### The records
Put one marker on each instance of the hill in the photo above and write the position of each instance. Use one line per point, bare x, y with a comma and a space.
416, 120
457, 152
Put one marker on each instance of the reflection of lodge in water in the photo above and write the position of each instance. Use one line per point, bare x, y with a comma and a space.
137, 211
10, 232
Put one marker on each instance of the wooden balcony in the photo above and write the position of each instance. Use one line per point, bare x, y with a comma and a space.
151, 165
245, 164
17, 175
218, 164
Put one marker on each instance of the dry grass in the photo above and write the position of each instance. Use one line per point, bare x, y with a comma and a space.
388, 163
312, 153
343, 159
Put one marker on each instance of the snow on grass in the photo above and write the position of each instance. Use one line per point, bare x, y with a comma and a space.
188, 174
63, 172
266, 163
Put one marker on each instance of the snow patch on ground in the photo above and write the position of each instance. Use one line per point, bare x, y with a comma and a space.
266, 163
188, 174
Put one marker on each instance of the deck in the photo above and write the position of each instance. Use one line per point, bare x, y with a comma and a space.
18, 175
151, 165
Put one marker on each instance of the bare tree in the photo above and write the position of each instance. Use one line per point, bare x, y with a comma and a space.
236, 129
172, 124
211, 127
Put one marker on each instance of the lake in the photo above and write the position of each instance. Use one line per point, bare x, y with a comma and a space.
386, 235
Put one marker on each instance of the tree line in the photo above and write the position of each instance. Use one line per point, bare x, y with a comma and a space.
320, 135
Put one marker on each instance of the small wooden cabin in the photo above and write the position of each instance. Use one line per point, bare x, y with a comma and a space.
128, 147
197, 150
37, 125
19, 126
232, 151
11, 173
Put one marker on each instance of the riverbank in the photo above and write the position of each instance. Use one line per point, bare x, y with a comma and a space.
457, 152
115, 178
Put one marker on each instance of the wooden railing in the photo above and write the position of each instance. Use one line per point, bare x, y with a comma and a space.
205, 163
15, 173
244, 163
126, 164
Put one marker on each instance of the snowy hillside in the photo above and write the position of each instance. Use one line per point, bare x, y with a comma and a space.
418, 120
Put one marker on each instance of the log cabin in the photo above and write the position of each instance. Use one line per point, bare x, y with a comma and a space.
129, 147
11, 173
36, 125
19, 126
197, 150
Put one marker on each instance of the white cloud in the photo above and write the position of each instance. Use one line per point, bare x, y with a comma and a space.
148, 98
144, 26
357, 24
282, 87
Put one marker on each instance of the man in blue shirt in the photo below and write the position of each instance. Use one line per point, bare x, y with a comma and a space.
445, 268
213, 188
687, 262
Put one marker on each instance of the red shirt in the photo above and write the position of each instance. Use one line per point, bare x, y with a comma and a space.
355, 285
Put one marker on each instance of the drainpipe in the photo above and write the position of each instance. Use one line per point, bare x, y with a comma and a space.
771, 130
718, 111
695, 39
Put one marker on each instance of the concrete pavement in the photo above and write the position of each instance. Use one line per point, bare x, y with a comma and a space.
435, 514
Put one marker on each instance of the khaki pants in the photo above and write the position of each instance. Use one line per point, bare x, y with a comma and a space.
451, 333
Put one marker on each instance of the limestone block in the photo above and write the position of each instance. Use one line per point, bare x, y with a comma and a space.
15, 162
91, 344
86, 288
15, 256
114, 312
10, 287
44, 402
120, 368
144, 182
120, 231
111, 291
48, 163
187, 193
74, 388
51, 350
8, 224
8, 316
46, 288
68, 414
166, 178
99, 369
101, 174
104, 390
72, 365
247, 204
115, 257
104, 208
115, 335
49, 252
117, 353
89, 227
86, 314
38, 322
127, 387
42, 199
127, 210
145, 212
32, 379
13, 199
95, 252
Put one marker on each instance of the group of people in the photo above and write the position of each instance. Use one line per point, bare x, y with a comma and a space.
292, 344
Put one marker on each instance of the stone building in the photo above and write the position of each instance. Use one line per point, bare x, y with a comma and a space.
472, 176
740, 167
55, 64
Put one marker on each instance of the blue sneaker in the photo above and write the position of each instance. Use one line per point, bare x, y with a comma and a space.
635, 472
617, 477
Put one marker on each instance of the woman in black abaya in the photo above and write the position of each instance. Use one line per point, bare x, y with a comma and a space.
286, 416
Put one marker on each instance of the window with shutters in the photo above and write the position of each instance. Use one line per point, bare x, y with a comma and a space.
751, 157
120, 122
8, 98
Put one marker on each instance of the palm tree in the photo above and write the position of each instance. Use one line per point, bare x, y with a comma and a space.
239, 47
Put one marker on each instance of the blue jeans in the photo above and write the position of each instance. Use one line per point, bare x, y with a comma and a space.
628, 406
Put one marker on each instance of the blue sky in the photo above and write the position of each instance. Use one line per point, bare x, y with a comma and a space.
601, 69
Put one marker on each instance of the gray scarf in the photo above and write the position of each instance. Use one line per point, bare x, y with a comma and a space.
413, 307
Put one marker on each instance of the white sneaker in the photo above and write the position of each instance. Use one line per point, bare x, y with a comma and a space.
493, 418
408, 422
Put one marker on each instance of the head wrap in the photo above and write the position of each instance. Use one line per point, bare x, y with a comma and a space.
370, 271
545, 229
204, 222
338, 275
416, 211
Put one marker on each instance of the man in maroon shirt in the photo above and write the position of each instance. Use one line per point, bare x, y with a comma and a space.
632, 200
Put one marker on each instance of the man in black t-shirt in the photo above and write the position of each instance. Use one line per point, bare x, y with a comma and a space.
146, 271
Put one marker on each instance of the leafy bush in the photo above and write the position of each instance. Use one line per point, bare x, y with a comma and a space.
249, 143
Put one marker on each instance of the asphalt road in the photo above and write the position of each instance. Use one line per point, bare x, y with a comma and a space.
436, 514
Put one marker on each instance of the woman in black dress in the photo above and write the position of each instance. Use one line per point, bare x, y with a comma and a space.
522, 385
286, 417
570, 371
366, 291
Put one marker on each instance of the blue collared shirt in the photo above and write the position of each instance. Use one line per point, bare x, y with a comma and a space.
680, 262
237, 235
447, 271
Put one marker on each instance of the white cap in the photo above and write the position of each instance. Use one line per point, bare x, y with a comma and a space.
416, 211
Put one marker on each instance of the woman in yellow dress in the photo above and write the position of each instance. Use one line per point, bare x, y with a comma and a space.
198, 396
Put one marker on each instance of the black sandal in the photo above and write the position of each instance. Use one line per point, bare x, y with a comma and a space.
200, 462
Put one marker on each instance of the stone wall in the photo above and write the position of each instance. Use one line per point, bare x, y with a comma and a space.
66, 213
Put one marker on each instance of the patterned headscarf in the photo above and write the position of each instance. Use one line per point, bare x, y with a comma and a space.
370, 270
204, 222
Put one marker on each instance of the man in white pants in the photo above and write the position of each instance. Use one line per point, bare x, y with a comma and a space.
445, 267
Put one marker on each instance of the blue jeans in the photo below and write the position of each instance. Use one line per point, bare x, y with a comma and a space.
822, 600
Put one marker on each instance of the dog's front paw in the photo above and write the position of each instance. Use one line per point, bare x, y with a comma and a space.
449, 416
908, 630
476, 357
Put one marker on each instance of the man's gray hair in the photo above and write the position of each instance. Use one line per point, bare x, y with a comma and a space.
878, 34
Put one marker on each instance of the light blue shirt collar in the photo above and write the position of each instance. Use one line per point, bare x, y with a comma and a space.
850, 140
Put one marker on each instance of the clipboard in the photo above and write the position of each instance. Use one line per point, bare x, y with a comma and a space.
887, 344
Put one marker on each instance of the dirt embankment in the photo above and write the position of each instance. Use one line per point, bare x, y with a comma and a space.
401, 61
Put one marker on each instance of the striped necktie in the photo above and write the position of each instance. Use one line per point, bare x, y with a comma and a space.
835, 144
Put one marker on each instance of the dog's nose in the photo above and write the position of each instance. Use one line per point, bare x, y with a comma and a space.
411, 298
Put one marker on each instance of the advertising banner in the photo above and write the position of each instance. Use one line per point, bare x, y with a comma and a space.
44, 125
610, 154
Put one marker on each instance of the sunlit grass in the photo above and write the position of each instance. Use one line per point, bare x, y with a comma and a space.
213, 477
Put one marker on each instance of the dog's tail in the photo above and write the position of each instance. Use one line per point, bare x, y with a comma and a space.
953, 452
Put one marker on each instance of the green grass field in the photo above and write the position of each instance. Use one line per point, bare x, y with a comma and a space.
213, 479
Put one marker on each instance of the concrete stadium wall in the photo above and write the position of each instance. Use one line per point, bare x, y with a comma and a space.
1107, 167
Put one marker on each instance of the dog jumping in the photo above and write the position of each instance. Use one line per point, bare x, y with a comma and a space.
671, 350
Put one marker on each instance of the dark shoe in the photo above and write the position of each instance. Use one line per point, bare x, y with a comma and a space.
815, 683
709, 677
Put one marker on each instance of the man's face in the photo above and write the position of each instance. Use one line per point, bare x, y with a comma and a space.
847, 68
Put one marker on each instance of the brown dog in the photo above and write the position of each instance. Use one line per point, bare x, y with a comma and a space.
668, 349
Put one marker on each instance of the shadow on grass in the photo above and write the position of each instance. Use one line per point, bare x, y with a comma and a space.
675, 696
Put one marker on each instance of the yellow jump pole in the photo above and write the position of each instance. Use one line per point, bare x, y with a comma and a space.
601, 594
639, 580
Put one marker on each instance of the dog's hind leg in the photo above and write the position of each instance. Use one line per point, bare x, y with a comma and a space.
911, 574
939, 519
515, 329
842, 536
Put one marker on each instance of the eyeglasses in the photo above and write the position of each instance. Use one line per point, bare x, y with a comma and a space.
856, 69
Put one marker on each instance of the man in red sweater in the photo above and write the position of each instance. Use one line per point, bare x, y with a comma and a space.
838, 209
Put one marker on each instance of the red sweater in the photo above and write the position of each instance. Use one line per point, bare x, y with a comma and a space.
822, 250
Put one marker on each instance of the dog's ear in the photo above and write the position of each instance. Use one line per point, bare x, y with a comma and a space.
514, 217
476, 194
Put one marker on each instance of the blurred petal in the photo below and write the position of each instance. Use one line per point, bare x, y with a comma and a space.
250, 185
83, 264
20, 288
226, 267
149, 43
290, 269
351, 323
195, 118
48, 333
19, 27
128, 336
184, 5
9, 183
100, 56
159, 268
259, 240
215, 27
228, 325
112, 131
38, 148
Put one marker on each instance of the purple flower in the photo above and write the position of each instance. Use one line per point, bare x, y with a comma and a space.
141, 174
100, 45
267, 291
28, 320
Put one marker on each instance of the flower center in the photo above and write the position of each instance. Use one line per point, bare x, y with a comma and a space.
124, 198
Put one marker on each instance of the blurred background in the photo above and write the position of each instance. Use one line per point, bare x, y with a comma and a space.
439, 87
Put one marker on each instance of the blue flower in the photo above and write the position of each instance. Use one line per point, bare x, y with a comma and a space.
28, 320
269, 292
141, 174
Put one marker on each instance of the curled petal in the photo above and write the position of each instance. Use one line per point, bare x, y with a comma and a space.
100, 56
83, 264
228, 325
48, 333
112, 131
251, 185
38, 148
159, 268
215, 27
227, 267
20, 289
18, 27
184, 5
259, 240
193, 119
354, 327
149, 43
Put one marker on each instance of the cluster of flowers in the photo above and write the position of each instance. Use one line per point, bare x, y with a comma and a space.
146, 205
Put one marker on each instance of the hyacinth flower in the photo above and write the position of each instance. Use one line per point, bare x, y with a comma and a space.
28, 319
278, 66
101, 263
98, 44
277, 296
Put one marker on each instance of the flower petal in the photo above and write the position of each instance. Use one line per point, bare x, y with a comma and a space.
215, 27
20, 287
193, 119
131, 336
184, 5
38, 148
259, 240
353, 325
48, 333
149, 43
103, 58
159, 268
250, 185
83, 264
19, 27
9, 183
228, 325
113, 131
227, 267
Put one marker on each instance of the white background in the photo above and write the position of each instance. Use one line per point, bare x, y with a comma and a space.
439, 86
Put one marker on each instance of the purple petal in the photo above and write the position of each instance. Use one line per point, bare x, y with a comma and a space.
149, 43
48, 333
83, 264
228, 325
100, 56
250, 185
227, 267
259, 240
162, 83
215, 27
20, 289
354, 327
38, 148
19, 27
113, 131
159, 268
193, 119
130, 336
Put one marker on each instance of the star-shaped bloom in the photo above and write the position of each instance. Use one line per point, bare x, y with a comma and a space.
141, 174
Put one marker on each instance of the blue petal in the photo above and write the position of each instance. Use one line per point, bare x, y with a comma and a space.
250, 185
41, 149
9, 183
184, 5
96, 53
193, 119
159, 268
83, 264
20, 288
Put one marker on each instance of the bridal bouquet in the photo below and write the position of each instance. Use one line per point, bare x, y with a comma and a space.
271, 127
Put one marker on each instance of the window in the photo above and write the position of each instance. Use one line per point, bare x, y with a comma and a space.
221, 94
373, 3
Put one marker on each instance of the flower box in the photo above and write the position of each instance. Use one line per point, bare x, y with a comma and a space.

### Task details
Give the lines from the one containing "Put one marker on each instance of the cluster" through the end of the entries again, exactly as written and with no other lines.

### Reply to the task
Put one marker on each instance of the cluster of flowers in the photo above and write the position of each instance. Use one line per point, bare x, y with a comma and a space.
146, 205
Put one marker on each instance of the hyacinth flower in the photo above and write the position of each instance. Use one line per point, bare x, y with a comma and a space.
28, 319
278, 66
101, 263
98, 44
277, 296
Put one marker on each instance of the flower petal in the photo above and write the position of each instance. Use one line per point, bare x, y with a comma and a space.
215, 27
20, 287
193, 119
131, 336
184, 5
38, 148
259, 240
353, 325
48, 333
149, 43
103, 58
159, 268
250, 185
83, 264
19, 27
9, 183
228, 325
113, 131
227, 267
Put one marker on each instance of the white background in the photo above and write the position of each instance. Use one line per point, bare x, y with a comma and a space.
439, 86
Put one marker on each instance of the purple petal in the photo above and write the position of each instance. Use one line per point, bare x, y with a comma and a space.
149, 43
48, 333
83, 264
228, 325
100, 56
250, 185
227, 267
259, 240
162, 83
215, 27
20, 289
354, 327
38, 148
19, 27
113, 131
159, 268
193, 119
130, 336
Put one marker on each instance of the star-shaped bloom in the photo above and write the position of each instance. Use one line per point, bare x, y with a comma and a space.
141, 174
Put one marker on each instance of the blue petal in the photo above and write the position of each instance. Use one line per point, bare x, y with a comma and a space.
250, 185
41, 149
9, 183
184, 5
96, 53
193, 119
159, 268
83, 264
20, 288
Put one marker on each instance of the bridal bouquet in the photo below and write the position of each instance. Use one line per point, bare x, y with a comma and a space.
271, 127
Put one marker on each instance of the window in the photo above and write the position of each instance. Use one line per point, bare x, y with a comma and a space.
221, 94
373, 3
Put one marker on each instance of the flower box in the photo above and write the position of each instance. Use one line per point, bare x, y with a comma and a space.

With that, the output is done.